### Task statement
Check every line of the records below for the string "light", then report only how many lines have it.

### Exercise input
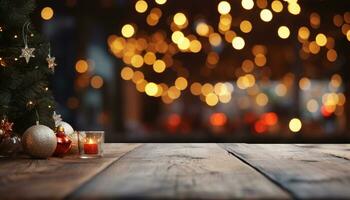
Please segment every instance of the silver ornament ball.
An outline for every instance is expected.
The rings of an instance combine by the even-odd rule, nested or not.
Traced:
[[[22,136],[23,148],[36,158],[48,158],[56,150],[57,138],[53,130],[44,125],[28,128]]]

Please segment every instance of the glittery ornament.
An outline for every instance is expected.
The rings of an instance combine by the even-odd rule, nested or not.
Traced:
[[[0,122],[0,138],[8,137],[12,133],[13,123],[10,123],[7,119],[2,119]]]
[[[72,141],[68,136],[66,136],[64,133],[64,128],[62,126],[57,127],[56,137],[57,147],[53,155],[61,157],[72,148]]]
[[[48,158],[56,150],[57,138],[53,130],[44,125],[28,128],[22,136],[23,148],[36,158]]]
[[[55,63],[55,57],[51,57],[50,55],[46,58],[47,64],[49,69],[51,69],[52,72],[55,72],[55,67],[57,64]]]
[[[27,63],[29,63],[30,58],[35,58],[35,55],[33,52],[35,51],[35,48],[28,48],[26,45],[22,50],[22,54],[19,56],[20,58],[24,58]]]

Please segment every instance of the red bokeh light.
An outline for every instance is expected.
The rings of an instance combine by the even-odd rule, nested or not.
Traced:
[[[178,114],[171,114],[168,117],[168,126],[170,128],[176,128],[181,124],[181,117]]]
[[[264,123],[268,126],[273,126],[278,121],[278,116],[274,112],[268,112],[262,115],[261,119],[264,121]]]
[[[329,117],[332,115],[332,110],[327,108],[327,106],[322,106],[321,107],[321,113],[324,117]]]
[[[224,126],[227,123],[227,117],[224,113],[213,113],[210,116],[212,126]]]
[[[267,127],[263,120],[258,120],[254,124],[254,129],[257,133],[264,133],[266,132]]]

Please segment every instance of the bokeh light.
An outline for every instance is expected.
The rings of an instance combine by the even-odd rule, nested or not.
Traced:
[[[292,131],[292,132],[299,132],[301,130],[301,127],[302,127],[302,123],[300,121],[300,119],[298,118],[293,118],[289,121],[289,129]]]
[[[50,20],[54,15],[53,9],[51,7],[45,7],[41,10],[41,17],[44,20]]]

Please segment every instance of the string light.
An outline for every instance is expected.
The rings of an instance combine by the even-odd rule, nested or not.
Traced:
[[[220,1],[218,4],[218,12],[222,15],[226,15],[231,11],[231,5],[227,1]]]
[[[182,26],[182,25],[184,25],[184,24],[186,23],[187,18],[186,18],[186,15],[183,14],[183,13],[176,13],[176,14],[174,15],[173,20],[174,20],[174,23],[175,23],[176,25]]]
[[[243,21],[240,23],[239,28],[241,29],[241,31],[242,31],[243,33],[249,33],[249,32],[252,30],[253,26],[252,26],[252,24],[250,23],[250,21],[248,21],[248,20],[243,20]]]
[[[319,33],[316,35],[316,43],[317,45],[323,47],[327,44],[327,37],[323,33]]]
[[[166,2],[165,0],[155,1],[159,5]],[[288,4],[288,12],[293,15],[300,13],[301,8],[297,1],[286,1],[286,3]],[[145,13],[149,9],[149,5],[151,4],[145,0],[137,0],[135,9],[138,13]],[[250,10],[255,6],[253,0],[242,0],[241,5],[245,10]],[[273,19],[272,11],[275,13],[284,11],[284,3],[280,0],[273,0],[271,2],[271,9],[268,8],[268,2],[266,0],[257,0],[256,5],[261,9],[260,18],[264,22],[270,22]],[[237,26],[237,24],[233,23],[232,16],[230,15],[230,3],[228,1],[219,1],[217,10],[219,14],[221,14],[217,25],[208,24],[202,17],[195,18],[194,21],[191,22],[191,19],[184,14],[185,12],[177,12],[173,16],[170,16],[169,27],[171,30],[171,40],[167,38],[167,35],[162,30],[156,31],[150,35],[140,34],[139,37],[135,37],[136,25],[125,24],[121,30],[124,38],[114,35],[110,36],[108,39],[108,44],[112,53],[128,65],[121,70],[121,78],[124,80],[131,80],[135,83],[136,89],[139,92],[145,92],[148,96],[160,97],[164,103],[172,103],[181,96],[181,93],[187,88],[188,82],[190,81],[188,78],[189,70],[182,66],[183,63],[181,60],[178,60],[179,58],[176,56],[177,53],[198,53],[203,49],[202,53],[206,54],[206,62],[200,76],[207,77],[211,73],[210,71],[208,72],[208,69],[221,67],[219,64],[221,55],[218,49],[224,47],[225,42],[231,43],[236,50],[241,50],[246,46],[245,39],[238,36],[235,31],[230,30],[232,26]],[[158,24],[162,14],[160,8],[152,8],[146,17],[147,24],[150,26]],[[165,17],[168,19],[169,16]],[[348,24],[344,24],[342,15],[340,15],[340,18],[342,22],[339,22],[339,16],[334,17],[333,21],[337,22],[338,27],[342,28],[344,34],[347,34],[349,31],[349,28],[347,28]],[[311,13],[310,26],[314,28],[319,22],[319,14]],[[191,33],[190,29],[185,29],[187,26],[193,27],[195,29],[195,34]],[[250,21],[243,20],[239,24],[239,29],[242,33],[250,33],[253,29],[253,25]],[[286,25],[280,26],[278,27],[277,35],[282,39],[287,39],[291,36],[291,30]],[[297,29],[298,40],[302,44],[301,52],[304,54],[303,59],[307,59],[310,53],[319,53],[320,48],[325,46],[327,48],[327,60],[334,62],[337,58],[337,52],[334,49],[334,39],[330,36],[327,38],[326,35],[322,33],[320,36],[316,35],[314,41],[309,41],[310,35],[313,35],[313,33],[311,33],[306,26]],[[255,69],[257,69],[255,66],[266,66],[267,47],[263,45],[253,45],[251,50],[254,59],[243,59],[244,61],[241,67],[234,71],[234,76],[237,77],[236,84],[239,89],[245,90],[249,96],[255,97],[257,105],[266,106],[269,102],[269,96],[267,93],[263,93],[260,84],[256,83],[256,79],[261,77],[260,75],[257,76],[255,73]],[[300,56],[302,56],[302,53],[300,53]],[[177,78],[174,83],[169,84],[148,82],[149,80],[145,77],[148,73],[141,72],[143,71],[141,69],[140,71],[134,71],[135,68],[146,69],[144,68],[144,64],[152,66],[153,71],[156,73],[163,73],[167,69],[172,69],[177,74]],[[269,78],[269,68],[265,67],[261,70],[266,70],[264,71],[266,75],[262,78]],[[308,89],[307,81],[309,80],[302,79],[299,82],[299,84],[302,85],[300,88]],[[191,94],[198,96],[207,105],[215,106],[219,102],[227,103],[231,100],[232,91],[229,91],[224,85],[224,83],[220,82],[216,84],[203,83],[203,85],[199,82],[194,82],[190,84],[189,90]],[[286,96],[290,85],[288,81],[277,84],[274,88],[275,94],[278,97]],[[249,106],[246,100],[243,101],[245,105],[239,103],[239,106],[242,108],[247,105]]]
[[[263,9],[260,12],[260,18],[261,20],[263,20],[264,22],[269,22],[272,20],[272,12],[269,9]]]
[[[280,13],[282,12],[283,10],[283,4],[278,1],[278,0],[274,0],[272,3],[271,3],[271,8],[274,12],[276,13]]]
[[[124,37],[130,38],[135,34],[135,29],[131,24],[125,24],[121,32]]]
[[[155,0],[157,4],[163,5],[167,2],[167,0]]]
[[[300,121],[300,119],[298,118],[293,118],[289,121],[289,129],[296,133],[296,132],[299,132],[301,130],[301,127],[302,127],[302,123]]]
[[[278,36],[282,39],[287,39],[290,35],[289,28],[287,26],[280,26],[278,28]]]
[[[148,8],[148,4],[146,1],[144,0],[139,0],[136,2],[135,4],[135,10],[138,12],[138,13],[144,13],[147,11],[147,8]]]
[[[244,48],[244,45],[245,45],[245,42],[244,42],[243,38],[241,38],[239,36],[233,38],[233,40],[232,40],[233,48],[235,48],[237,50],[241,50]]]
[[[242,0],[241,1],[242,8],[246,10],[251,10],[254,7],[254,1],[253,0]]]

### Written answer
3